__TASK DESCRIPTION__:
Update everything from the line containing "--target ice crystal on leaf" down to the line containing "Mark the region of every instance of the ice", both included, by replacing "ice crystal on leaf" with "frost crystal on leaf" and leaving all else unchanged. Return only those lines.

── INFORMATION GIVEN ──

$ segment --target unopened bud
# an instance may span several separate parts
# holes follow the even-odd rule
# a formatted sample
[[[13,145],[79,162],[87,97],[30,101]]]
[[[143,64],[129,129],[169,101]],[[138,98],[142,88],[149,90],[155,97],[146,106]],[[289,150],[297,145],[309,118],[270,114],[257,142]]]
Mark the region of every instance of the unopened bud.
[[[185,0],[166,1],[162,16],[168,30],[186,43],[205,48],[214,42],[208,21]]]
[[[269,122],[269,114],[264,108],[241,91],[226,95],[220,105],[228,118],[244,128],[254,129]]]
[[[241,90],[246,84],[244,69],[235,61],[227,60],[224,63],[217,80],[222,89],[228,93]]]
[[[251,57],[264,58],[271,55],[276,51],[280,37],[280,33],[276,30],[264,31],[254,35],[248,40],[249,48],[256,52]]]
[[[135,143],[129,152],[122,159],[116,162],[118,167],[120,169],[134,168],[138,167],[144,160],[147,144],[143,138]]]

───
── INFORMATION GIVEN ──

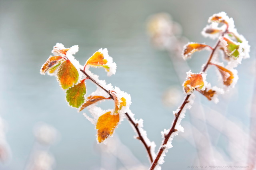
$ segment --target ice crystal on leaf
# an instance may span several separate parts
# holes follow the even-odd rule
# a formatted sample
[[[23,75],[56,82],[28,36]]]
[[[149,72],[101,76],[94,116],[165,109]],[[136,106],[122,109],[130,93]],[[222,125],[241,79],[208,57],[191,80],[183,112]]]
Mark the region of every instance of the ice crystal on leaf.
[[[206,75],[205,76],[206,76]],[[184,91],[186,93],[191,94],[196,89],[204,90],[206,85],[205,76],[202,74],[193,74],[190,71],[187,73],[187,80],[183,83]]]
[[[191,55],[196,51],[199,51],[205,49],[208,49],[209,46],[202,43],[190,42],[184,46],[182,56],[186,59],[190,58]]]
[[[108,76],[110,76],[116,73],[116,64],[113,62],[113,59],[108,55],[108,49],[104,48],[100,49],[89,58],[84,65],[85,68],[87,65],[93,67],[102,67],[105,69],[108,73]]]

───
── INFORMATION GIVEN ──

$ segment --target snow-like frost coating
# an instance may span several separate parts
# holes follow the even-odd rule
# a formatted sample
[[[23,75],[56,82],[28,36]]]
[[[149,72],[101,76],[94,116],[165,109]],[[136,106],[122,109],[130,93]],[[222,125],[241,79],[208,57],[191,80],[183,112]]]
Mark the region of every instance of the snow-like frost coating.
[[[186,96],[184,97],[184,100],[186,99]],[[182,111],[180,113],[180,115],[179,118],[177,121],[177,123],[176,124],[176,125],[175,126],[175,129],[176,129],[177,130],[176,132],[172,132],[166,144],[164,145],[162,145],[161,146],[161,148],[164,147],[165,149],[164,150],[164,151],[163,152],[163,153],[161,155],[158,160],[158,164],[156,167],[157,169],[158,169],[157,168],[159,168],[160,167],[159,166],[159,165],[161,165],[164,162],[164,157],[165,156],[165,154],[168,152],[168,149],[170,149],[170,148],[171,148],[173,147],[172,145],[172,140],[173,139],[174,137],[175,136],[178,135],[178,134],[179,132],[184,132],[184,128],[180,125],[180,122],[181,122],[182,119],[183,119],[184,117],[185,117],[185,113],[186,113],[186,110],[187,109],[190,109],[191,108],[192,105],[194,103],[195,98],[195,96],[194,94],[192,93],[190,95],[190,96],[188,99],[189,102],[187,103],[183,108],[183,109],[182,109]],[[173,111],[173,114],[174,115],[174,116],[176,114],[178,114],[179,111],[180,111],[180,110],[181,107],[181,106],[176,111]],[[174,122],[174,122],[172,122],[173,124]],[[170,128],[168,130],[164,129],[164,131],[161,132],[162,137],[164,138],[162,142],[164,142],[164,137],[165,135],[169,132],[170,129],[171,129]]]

───

__ANSWER TO THE EXERCISE__:
$ segment --target frost crystal on leaf
# an instance may span several separate parts
# holes follow the even-odd rule
# a formatted sample
[[[23,75],[56,82],[28,36]]]
[[[149,72],[101,76],[94,116],[165,109]],[[136,106],[122,109],[130,93]],[[222,125],[241,79],[208,57],[191,80],[183,112]]]
Mark the region of every instance of the frost crystal on leaf.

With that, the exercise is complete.